CHALLENGE = Count the lines in the material below that contain the word "hand", and reply with only that number.

******

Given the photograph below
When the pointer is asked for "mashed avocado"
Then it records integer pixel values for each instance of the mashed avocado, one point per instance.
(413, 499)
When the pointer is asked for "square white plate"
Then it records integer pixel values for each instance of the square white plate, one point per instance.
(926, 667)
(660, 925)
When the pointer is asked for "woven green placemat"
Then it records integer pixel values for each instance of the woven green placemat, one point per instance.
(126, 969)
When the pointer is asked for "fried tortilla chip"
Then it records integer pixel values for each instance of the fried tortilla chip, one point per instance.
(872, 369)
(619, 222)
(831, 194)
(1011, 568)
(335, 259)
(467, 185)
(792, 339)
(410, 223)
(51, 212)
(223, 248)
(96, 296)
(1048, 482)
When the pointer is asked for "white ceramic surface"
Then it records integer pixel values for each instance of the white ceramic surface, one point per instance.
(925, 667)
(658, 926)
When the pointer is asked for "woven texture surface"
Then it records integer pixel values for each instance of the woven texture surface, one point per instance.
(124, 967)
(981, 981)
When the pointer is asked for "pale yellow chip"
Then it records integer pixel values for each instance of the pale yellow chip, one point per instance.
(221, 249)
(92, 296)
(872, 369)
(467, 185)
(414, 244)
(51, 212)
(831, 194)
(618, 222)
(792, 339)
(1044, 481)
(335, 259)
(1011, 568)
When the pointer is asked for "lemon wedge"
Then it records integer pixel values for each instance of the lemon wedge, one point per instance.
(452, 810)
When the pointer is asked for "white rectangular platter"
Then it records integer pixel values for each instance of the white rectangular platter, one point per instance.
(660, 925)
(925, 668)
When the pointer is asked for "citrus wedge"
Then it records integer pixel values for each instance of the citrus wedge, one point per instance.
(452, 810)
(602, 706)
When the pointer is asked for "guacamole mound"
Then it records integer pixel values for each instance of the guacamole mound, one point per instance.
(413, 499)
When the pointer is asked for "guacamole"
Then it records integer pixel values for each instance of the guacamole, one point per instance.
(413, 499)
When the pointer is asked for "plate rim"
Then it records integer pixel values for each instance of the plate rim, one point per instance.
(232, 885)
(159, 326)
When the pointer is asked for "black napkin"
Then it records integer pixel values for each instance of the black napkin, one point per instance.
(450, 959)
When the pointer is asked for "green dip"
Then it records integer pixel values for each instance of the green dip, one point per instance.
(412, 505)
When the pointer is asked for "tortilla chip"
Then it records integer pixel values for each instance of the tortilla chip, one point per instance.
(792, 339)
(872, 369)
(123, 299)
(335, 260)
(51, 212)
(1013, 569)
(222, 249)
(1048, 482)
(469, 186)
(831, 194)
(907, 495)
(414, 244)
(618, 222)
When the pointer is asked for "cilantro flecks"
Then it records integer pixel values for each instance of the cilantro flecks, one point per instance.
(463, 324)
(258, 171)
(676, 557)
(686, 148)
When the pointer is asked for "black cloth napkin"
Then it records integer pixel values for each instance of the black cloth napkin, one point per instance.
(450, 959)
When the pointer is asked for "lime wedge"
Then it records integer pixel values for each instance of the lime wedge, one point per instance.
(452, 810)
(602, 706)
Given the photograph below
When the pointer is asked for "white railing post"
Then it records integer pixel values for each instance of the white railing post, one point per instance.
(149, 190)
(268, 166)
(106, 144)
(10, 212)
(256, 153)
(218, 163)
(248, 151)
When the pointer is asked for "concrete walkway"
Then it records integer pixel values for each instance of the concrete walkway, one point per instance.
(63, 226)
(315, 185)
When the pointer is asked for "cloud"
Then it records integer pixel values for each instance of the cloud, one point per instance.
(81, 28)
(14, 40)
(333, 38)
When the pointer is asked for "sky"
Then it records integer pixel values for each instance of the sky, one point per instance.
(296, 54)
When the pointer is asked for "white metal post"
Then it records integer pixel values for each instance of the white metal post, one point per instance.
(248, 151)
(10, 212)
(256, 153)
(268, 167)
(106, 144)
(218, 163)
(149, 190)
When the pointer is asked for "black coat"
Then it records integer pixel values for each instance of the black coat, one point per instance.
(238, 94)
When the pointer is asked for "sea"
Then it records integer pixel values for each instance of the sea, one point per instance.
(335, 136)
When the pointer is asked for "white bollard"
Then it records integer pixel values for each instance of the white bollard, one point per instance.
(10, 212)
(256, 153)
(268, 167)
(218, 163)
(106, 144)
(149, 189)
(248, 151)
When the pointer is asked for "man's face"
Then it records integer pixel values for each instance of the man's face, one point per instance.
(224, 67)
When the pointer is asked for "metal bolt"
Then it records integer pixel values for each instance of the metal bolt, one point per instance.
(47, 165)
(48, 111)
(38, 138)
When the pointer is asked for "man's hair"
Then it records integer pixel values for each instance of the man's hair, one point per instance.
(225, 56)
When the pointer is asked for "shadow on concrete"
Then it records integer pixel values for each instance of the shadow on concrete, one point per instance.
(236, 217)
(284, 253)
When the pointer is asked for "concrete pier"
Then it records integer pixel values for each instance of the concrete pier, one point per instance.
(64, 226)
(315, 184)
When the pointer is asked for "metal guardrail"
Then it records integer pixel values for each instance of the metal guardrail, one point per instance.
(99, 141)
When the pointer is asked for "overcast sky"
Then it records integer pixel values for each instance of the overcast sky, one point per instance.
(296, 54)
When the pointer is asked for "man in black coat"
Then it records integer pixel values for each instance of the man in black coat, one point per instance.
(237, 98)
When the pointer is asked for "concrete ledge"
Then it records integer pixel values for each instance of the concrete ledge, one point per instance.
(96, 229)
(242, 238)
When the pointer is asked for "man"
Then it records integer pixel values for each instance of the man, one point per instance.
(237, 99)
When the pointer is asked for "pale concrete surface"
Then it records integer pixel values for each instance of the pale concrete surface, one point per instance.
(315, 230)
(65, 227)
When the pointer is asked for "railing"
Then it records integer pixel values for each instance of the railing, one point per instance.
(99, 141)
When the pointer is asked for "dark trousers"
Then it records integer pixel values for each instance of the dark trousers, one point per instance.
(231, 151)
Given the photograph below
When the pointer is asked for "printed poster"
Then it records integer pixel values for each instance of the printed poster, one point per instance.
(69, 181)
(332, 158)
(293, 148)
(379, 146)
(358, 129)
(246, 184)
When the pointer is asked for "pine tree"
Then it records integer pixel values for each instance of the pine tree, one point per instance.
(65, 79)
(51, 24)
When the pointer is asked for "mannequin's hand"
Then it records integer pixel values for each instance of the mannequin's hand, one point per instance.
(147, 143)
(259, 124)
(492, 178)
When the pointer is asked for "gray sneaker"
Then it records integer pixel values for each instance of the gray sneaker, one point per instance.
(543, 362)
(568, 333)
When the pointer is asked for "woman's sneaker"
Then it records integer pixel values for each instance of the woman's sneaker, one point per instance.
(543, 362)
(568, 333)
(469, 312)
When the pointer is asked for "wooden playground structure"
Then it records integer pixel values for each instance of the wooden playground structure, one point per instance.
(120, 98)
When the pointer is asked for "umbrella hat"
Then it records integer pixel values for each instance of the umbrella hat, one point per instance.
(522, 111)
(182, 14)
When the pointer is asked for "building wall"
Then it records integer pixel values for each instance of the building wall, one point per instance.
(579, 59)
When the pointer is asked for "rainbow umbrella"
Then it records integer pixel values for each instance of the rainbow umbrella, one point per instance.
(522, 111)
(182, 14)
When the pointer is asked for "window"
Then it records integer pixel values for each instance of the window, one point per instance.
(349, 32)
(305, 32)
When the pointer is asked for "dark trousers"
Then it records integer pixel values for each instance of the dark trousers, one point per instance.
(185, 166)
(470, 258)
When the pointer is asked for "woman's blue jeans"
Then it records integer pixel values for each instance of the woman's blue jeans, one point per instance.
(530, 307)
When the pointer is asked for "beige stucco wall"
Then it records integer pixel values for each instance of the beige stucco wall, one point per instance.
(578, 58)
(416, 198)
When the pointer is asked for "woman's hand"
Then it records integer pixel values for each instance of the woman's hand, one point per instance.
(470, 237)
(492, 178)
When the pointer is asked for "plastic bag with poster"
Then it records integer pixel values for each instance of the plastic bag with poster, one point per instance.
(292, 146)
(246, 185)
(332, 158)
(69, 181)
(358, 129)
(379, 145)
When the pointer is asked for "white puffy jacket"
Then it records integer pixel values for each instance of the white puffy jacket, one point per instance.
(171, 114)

******

WRITTEN SOLUTION = 4